Your assignment:
For the records below, print the lines from the line with "positive clicks: (202, 273)" through the line with "positive clicks: (207, 385) (132, 414)" exactly as written; include both end lines and exclude the rest.

Source records:

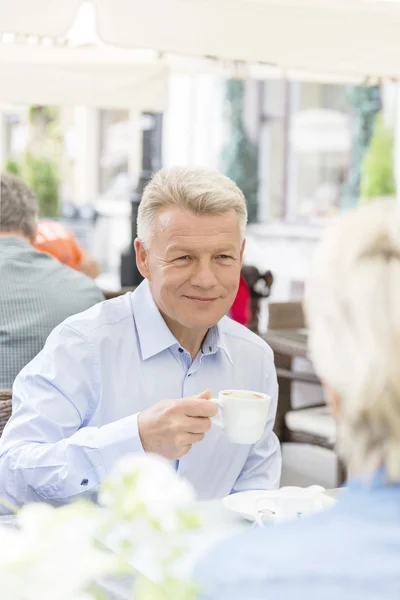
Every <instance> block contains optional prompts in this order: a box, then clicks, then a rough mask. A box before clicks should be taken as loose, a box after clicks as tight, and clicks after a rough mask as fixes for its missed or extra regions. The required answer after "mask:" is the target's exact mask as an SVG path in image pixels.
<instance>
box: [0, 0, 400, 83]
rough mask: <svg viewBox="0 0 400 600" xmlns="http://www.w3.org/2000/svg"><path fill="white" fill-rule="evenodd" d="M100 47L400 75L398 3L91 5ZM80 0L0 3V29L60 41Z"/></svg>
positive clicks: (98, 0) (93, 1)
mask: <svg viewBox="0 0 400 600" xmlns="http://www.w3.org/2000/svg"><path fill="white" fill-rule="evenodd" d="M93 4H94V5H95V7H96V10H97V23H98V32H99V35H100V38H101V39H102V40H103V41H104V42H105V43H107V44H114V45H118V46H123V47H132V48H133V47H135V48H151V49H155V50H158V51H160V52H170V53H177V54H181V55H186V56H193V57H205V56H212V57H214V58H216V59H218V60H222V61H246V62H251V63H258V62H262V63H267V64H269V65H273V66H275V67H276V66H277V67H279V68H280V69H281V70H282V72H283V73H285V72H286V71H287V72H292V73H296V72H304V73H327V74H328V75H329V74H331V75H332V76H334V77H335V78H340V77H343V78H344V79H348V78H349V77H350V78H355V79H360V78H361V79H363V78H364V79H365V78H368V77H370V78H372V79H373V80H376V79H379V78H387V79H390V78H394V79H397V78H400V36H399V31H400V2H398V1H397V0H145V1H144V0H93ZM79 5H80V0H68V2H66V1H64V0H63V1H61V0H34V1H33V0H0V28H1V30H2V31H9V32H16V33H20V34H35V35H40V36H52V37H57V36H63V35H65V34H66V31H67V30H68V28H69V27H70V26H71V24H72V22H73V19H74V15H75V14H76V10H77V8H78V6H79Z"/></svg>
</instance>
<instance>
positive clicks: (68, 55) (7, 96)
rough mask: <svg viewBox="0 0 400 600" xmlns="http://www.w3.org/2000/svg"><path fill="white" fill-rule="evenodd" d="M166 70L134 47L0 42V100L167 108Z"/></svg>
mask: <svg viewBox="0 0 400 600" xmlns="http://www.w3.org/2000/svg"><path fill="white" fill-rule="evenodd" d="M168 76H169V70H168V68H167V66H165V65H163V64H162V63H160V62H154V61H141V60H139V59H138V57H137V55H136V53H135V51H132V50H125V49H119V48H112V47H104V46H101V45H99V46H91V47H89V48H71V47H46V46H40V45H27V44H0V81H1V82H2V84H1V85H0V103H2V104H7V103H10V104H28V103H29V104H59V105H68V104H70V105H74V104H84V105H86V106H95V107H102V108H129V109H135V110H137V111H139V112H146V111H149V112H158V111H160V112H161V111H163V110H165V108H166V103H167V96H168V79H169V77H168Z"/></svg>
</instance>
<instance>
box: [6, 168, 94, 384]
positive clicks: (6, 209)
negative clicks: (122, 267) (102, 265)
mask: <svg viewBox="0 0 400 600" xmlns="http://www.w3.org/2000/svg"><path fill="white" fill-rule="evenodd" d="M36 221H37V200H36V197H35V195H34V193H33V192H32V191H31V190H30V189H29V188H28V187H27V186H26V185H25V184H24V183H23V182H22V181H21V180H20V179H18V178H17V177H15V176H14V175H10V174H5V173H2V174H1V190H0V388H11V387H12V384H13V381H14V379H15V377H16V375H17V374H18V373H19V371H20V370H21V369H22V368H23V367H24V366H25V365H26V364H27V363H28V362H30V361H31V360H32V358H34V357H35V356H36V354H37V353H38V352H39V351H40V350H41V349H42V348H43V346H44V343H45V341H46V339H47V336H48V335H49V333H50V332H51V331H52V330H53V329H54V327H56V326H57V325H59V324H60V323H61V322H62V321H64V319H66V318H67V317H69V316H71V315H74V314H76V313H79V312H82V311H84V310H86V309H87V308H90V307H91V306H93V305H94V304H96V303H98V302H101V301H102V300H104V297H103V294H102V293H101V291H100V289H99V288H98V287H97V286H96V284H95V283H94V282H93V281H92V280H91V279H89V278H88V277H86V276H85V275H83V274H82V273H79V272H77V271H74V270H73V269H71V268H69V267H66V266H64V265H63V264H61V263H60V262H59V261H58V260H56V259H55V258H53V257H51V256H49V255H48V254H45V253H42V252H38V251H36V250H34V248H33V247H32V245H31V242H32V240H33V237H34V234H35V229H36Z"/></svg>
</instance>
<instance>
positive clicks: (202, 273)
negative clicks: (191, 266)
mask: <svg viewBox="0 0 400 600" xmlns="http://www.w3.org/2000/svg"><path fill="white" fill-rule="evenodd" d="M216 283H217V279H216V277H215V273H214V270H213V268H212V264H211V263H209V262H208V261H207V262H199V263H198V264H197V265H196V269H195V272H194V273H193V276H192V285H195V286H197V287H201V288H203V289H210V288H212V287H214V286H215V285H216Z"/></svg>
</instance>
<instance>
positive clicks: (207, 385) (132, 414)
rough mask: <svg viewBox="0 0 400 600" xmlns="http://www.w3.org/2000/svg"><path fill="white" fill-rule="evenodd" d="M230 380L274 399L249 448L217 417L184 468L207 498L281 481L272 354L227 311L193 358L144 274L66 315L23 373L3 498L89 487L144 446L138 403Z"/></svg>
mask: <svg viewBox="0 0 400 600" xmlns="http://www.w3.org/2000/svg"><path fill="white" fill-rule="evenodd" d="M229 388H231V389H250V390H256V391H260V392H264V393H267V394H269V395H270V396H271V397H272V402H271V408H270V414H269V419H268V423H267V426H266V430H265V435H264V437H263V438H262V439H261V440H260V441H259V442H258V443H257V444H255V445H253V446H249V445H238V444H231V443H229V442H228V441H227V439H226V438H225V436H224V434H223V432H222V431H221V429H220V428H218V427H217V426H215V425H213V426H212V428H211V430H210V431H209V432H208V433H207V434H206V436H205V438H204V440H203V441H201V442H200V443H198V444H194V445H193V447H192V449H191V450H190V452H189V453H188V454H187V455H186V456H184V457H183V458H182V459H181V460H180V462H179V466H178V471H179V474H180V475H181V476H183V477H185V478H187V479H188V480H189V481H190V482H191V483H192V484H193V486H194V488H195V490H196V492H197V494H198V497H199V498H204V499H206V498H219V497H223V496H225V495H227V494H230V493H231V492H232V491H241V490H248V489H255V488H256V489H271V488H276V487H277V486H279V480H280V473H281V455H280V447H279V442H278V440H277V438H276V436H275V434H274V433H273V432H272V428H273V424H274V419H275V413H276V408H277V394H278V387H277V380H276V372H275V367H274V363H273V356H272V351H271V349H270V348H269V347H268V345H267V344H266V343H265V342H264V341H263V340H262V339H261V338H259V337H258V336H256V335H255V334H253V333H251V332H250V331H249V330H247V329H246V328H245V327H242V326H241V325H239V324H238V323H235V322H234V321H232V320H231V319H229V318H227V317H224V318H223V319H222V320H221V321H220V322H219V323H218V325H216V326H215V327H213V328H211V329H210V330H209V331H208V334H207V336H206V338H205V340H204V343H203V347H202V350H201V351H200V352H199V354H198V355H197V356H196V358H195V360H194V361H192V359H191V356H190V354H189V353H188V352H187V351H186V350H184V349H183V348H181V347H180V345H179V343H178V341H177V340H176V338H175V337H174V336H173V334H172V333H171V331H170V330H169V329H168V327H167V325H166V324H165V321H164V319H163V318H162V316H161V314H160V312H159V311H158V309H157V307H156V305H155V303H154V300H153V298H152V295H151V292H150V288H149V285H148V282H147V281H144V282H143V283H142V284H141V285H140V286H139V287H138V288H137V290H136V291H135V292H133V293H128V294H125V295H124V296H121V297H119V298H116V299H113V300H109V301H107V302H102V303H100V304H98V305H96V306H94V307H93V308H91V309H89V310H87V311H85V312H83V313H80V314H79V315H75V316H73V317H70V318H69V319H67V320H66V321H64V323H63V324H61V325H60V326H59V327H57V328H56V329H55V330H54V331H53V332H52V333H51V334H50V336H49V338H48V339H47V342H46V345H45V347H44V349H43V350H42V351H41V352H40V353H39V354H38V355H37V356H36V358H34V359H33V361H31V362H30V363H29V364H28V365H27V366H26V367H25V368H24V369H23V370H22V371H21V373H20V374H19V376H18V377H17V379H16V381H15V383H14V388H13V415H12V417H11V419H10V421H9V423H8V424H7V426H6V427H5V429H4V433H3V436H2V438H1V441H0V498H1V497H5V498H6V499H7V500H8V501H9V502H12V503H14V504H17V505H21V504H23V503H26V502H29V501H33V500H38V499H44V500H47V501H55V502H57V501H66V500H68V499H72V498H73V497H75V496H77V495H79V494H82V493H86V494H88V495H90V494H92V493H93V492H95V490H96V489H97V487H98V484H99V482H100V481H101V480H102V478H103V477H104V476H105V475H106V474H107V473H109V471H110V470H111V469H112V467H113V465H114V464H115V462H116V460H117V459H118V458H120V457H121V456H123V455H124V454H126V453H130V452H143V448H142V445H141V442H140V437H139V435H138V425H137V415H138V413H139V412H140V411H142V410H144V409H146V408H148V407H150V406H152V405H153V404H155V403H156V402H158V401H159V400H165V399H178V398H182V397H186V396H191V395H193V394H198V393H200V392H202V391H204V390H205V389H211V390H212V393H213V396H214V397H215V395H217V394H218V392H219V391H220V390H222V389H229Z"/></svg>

Solution for this problem:
positive clicks: (202, 273)
negative clicks: (191, 266)
mask: <svg viewBox="0 0 400 600" xmlns="http://www.w3.org/2000/svg"><path fill="white" fill-rule="evenodd" d="M216 283H217V279H216V277H215V273H214V270H213V268H212V264H211V263H209V262H208V261H207V262H199V263H198V264H197V265H196V269H195V272H194V273H193V276H192V285H195V286H197V287H201V288H203V289H210V288H212V287H214V286H215V285H216Z"/></svg>
</instance>
<instance>
positive clicks: (207, 385) (132, 414)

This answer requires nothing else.